• _EXERCISE_
Exactly as written, set down every entry once more.

(Beginning of RECORDED DATA)

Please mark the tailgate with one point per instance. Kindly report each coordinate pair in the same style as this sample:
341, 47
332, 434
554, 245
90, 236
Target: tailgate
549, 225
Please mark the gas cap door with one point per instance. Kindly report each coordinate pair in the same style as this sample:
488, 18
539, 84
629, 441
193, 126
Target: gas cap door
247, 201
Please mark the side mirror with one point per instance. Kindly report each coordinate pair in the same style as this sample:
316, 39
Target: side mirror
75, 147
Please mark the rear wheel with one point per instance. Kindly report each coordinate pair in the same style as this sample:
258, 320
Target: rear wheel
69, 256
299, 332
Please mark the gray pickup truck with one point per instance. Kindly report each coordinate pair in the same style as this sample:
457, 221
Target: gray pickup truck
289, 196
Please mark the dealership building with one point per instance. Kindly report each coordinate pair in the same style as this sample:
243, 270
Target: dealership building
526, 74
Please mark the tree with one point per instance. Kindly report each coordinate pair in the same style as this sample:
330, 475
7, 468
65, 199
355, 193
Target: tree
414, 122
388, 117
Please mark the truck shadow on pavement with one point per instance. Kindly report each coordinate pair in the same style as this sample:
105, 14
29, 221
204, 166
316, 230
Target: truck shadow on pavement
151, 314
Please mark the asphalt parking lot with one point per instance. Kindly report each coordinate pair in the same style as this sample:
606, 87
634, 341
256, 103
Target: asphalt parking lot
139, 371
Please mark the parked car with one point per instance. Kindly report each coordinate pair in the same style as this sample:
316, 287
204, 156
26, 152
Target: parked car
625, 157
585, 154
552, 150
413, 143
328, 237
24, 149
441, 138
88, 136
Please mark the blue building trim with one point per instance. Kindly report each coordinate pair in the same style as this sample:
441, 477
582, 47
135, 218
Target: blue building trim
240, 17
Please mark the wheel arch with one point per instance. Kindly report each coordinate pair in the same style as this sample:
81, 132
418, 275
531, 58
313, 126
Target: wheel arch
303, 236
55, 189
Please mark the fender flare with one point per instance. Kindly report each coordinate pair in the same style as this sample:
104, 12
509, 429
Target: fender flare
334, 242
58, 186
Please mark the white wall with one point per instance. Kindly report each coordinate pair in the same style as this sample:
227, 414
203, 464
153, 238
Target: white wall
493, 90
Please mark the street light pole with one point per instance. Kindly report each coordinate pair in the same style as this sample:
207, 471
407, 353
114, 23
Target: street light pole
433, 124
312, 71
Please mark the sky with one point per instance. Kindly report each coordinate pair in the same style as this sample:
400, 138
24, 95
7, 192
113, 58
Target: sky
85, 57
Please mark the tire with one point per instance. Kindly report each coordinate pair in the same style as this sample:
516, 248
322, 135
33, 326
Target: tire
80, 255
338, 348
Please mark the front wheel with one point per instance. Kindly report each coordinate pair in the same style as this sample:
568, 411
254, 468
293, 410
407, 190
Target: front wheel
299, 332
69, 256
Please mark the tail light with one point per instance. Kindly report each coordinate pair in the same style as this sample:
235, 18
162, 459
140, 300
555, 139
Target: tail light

(End of RECORDED DATA)

• _YOUR RESPONSE_
Please mark the tailgate with one point per instance. Kindly report each coordinate pair in the same style as this sample:
341, 47
332, 434
554, 245
90, 236
Target: tailgate
549, 225
Please mark the gas cap door with one point per instance. Kindly report each coordinate pair in the same style as this sample:
488, 18
539, 84
629, 441
193, 126
Target: gas cap door
247, 201
Please mark the side mirror with one point per instance. Kindly report each coordinate pair in the same style as this sample:
316, 39
Target: side mirror
75, 147
Please mark the rear wheel with one point per instance. Kindly report each coordinate pair in the same style as this sample:
258, 320
Target: rear wheel
69, 256
299, 332
Please mark the gray pickup truck with one point per instance. Kindly report each coordinate pair in the same style as this sample:
457, 221
Target: gray pickup truck
289, 196
Please mark the dealership building with one point per instance. Kindly report each coordinate pair in the same style as this sample:
243, 270
Target: dealership building
526, 74
Please mark the tree with one point per instance. Kindly report each coordinate pair in the same style as this sample:
330, 475
7, 468
65, 199
355, 193
Target: tree
414, 122
388, 117
Please mark the truck shadow on pavement with one point per instance. Kindly report each coordinate pair in the same style as this sample:
105, 14
29, 221
204, 166
316, 230
Target: truck shadow on pavement
151, 314
Please mark the asphalt parking lot with one point per instance. Kindly report each coordinate pair in the same style as this sample:
606, 87
634, 341
256, 103
Target: asphalt parking lot
139, 371
Please mark the parked car with one point per instance. Kindly report each coordinate pair in the same style as this sample:
316, 287
204, 156
26, 152
Target: parked car
625, 157
585, 154
552, 150
413, 143
328, 237
24, 149
441, 138
88, 136
Please mark the blue building trim with one point per instance. Kindly report each coordinate pair in the same style as this sample:
441, 477
582, 47
135, 218
Target: blue building trim
240, 17
Please mark the wheel arch with one point per instance. Kindly report each coordinate pair in the same style as this sample:
81, 132
418, 275
531, 58
313, 126
Target: wheel arch
303, 236
55, 189
Please mark the fender flare with one point per instance. Kindly report each coordinate pair in the same style as this sample:
104, 12
509, 429
Target: fender flare
334, 242
58, 186
Please mark the white wall with one point per instance. Kindly report each coordinate pair in the same style as this sample:
227, 414
203, 464
153, 238
Target: white wall
493, 90
Please mark the street light pole with one point per instance. Kindly report each coordinate pair in the same style as this sample:
207, 471
407, 353
114, 23
Target: street light pole
433, 124
312, 71
Please mark the sky with one point per instance. Kindly report each coordinate pair in the same style as this sample:
400, 138
24, 95
7, 192
113, 58
Target: sky
85, 57
Please mark the tire with one point per instance. Kindly report each coordinate pair in the same style as this sample:
516, 248
322, 135
33, 326
Target: tire
80, 255
338, 348
Please mark the front wheel with one point per instance. Kindly report each coordinate pair in the same style as this sample:
568, 411
254, 468
293, 410
407, 190
Target: front wheel
299, 332
69, 256
Please mark the tail light with one point per instance. Kindly report each coordinate pair in the same style as this sample:
235, 18
162, 459
140, 300
555, 139
Target: tail light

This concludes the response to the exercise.